**Passage provided**

[Mesa-dev] [PATCH 21/22] i965/gen7: Generalize gen7_vs_state in preparation for GS.

Wed Aug 28 20:40:19 PDT 2013

On 08/26/2013 03:12 PM, Paul Berry wrote:
> ---
>   src/mesa/drivers/dri/i965/brw_state.h     |  41 ++++++++++
>   src/mesa/drivers/dri/i965/gen7_vs_state.c | 123 ++++++++++++++++++++----------
>   2 files changed, 122 insertions(+), 42 deletions(-)
>
> diff --git a/src/mesa/drivers/dri/i965/brw_state.h b/src/mesa/drivers/dri/i965/brw_state.h
> index b54338a..efef994 100644
> --- a/src/mesa/drivers/dri/i965/brw_state.h
> +++ b/src/mesa/drivers/dri/i965/brw_state.h
> @@ -128,6 +128,38 @@ extern const struct brw_tracked_state gen7_wm_state;
>   extern const struct brw_tracked_state haswell_cut_index;
>
>
> +/**
> + * Parameters that differ between Gen7 VS and GS state upload commands.
> + */
> +struct gen7_vec4_upload_params
> +{
> +   /**
> +    * Command used to set the binding table pointers for this stage.
> +    */
> +   unsigned binding_table_pointers_cmd;
> +
> +   /**
> +    * Command used to set the sampler state pointers for this stage.
> +    */
> +   unsigned sampler_state_pointers_cmd;
> +
> +   /**
> +    * Command used to send constants for this stage.
> +    */
> +   unsigned constant_cmd;
> +
> +   /**
> +    * Command used to send state for this stage.
> +    */
> +   unsigned state_cmd;
> +
> +   /**
> +    * Size of the state command for this stage.

**Your objective**
Could you set down, word for word, the stretch of the i965 patch above from "[Mesa-dev] [PATCH 21/22]" through "insertions(+), 42 deletions(-)"?

**Given entries**

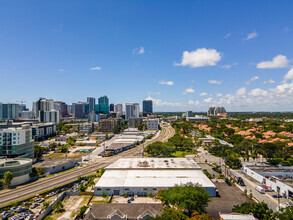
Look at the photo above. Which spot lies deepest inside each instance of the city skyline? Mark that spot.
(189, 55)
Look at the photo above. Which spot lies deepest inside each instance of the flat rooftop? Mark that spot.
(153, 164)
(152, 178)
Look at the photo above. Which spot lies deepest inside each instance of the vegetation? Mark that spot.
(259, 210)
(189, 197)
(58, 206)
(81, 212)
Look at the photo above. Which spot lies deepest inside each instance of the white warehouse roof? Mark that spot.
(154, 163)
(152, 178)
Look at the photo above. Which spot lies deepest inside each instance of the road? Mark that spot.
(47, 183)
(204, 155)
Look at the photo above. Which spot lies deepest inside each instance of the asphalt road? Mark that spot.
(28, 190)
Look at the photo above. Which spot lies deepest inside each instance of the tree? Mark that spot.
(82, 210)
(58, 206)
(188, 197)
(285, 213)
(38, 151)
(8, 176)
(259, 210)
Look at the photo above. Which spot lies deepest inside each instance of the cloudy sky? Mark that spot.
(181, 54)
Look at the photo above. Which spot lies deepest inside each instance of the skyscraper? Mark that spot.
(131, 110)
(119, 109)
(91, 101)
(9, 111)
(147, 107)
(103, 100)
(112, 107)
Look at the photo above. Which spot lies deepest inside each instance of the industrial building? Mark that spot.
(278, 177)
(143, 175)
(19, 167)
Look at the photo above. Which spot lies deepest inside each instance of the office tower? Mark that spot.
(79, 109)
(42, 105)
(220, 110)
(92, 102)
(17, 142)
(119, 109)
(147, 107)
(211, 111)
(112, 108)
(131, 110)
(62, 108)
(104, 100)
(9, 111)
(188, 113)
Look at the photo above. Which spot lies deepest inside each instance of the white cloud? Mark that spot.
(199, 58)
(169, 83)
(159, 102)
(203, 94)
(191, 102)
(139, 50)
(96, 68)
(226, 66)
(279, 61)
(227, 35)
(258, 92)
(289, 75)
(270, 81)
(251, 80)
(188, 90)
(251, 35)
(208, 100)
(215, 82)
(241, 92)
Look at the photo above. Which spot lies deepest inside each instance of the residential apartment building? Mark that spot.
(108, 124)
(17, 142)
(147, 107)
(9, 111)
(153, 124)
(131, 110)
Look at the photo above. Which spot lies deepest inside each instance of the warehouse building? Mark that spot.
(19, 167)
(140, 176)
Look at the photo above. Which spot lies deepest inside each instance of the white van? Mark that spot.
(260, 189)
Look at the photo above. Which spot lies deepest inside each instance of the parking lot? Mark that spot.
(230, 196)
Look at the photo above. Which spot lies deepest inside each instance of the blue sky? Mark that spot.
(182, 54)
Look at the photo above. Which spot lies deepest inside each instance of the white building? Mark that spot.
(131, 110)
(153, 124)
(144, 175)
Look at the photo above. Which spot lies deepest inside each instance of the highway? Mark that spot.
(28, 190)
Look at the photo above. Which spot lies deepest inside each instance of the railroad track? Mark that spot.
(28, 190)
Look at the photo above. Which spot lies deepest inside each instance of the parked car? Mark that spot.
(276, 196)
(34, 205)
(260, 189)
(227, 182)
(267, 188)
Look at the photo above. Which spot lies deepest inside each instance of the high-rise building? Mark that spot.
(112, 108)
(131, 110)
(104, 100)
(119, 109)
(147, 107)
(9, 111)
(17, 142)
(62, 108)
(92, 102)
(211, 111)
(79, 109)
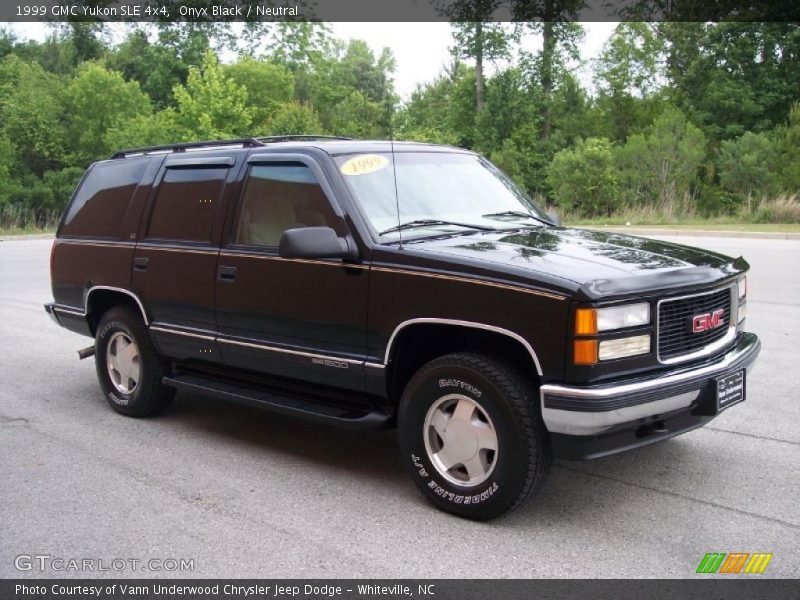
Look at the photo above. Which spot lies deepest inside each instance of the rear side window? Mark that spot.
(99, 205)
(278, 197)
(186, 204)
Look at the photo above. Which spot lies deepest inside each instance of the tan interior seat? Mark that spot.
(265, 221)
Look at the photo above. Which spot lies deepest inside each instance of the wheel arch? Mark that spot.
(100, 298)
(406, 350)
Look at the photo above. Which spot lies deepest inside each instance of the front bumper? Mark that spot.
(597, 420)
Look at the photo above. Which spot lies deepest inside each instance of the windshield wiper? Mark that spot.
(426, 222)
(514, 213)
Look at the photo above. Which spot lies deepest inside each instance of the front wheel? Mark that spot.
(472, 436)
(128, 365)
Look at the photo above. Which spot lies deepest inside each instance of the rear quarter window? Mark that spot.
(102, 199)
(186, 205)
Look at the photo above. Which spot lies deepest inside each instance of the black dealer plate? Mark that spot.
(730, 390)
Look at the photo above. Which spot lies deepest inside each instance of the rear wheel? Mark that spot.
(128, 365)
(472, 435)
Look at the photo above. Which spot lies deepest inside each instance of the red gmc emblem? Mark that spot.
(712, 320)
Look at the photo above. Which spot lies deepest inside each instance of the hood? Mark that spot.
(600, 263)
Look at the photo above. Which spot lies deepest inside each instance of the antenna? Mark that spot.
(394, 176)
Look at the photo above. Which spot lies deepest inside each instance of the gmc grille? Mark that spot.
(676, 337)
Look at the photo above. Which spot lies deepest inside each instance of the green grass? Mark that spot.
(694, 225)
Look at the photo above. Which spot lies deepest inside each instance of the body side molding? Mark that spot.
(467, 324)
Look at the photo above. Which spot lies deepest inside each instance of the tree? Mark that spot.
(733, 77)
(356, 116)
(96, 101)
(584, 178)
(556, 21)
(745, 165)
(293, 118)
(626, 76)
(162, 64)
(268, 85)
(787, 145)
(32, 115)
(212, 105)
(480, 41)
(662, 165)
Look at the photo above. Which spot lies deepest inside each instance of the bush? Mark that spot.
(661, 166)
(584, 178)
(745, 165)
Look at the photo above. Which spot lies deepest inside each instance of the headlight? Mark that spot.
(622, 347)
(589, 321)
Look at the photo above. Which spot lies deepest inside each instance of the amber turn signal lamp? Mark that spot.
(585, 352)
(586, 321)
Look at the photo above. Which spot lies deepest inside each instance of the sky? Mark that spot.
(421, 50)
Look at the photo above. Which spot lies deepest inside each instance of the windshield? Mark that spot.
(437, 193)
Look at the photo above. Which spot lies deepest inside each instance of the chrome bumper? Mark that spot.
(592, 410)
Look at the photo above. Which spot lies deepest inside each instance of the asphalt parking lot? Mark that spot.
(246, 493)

**Correct response**
[Mesa-dev] [PATCH 21/22] i965/gen7: Generalize gen7_vs_state in preparation for GS.

Wed Aug 28 20:40:19 PDT 2013

On 08/26/2013 03:12 PM, Paul Berry wrote:
> ---
>   src/mesa/drivers/dri/i965/brw_state.h     |  41 ++++++++++
>   src/mesa/drivers/dri/i965/gen7_vs_state.c | 123 ++++++++++++++++++++----------
>   2 files changed, 122 insertions(+), 42 deletions(-)